→ **本文抜粋**
------------------------
12月19日午前6時前、駐車場に到着。間もなく船長の車が到着した。「氷を配りますから、ここで入れていって下さいね」。この日の釣り人は私を含めて8人。午前6時30分の定刻に河岸払い。「釣り場までは航程40分程」と船長。天気予報はナギだったが、海上には“うさぎ(白波)”が飛んでおり、朝の内は少し波があった。
「はい、それでは始めますから準備をして下さいね」。波の影響もあり、釣り場には少々遅れて到着。その頃には太陽も顔を出し、すっかり明るくなっていた。最初のポイントは水深100m前後。緩やかにアップダウンしているポイントだ。「はい、いいですよ~水深105m」。いっせいに仕掛けが入った。すると、着底してすぐに右舷胴の間(中央)でヒット。しかし、引き込みがおかしい。上がって来たのは何とウミヘビ。この日は、ウミヘビが船中10尾近くも上がった。「ウミヘビが水深100m以上のポイントであがる事はめったにないんだけどね」と船長も困った様子。

仲間3人での楽しい釣行に会話も弾む
歴史ある白灯台

右舷ミヨシと胴の間で連続ヒット!
------------------------
→ **取り組む課題 1**
本文抜粋によると、この日の釣り人は書き手を含めて何人でしたか。
→ **取り組む課題 2**
本文抜粋の「12月19日午前6時前、駐車」から始まり「右舷ミヨシと胴の間で連続ヒット!」まで続く部分を、「ウミヘビ」を「ウツボ」に切り替えたうえで書き出してください。

→ **記録データ**
------------------------
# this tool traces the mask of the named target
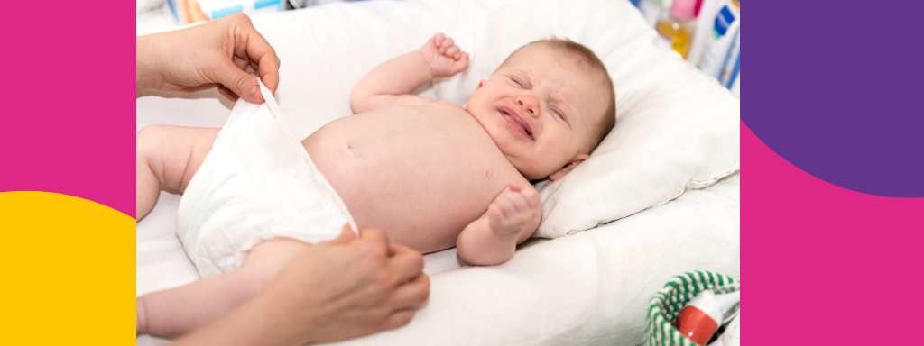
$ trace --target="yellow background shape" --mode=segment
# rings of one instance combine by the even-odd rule
[[[135,219],[49,192],[0,193],[0,343],[134,343]]]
------------------------
→ **解答 1**
書き手を含めて8人です。

→ **解答 2**
12月19日午前6時前、駐車場に到着。間もなく船長の車が到着した。「氷を配りますから、ここで入れていって下さいね」。この日の釣り人は私を含めて8人。午前6時30分の定刻に河岸払い。「釣り場までは航程40分程」と船長。天気予報はナギだったが、海上には“うさぎ(白波)”が飛んでおり、朝の内は少し波があった。
「はい、それでは始めますから準備をして下さいね」。波の影響もあり、釣り場には少々遅れて到着。その頃には太陽も顔を出し、すっかり明るくなっていた。最初のポイントは水深100m前後。緩やかにアップダウンしているポイントだ。「はい、いいですよ~水深105m」。いっせいに仕掛けが入った。すると、着底してすぐに右舷胴の間(中央)でヒット。しかし、引き込みがおかしい。上がって来たのは何とウツボ。この日は、ウツボが船中10尾近くも上がった。「ウツボが水深100m以上のポイントであがる事はめったにないんだけどね」と船長も困った様子。

仲間3人での楽しい釣行に会話も弾む
歴史ある白灯台

右舷ミヨシと胴の間で連続ヒット!